**Task to carry out**: Reproduce everything in the engine wiring post from "I have verified" down to "(logical I know).".

**Quoted text**:
— BEGIN —

I've mentioned this before in another thread but I also had to adapt an RB25DET Neo Gloria engine harness to fit all this, and that one came without the ECCS relay next to the ECU like it is on a spec 2 harness, so I had to wire in a relay like that following the spec 2 diagram from that nice R33 schematic that can be found here.

 

GTSBoy, it may have an oscilloscope built in but at this point I am still getting to grips with it and figuring it out. It does show me cam/crank pulses in miliseconds, sync, tooth errors and all that. I've done a big 3 upgrade on the wiring and I'm certain this car has great power and ground, have also tested for electrical leaks and it's as clean as a whistle. All my joints were soldered, heat shrunk etc, no expenses spared.
 

I have verified that the motor is at TDC when crank pulley reads 0 (first mark). I also turned the cas by hand and it triggers the fuel pump and spark. In fact by hand trying to spin it, i am triggering those events much quicker than by cranking (logical I know).

— END —

[Saved entries]
— BEGIN —

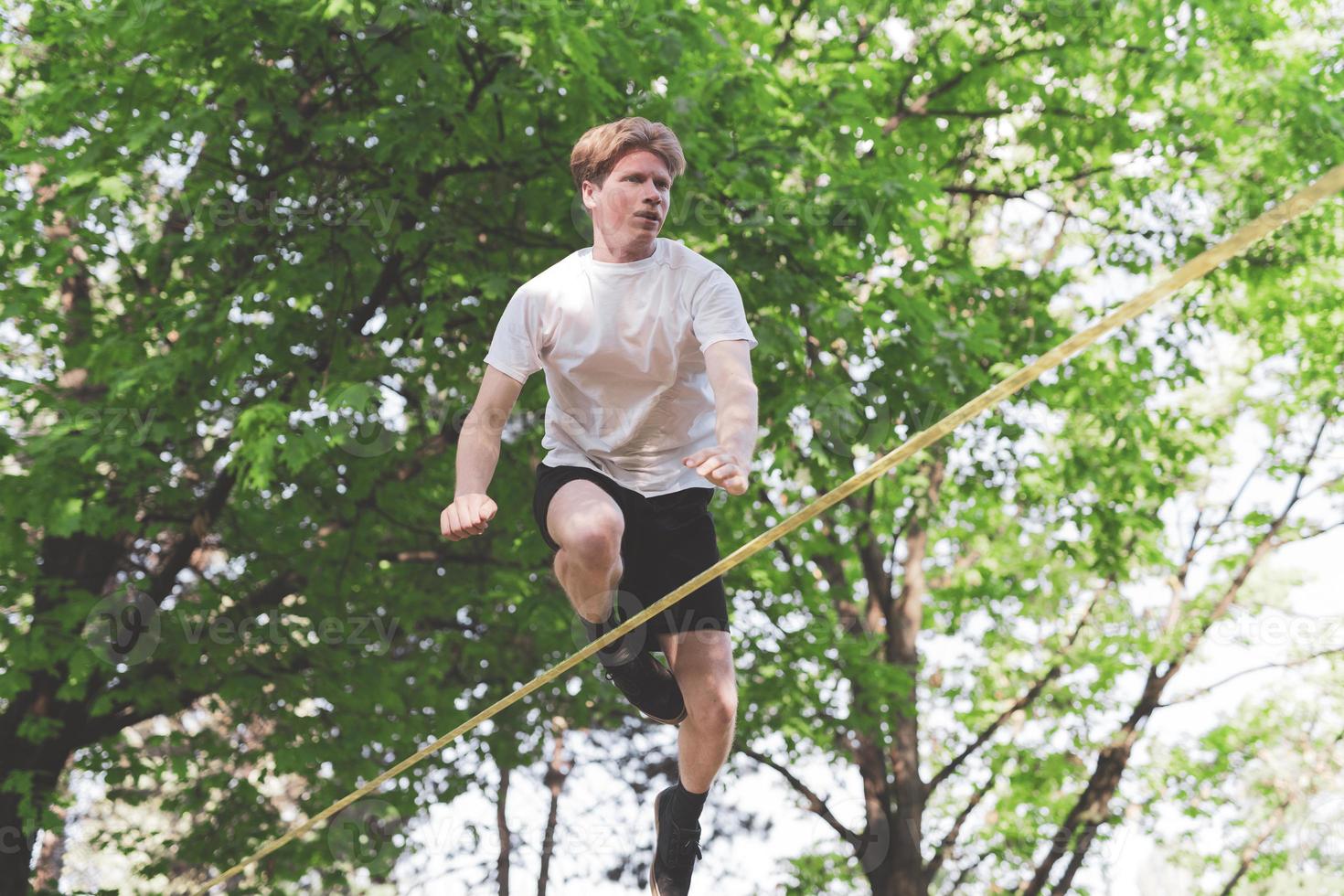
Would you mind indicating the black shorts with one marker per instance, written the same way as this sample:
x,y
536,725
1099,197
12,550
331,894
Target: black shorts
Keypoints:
x,y
668,540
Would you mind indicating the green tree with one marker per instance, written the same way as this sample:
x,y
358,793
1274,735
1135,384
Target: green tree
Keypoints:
x,y
253,254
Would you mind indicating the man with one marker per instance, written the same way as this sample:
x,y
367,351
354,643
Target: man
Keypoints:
x,y
645,348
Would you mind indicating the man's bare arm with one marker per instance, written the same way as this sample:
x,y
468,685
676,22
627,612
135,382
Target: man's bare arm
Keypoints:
x,y
729,366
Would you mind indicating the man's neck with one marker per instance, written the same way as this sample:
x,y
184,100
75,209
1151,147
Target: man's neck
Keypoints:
x,y
626,254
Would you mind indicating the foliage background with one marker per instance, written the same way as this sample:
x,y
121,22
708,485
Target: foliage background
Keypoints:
x,y
251,258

— END —

**Output of the exercise**:
I have verified that the motor is at TDC when crank pulley reads 0 (first mark). I also turned the cas by hand and it triggers the fuel pump and spark. In fact by hand trying to spin it, i am triggering those events much quicker than by cranking (logical I know).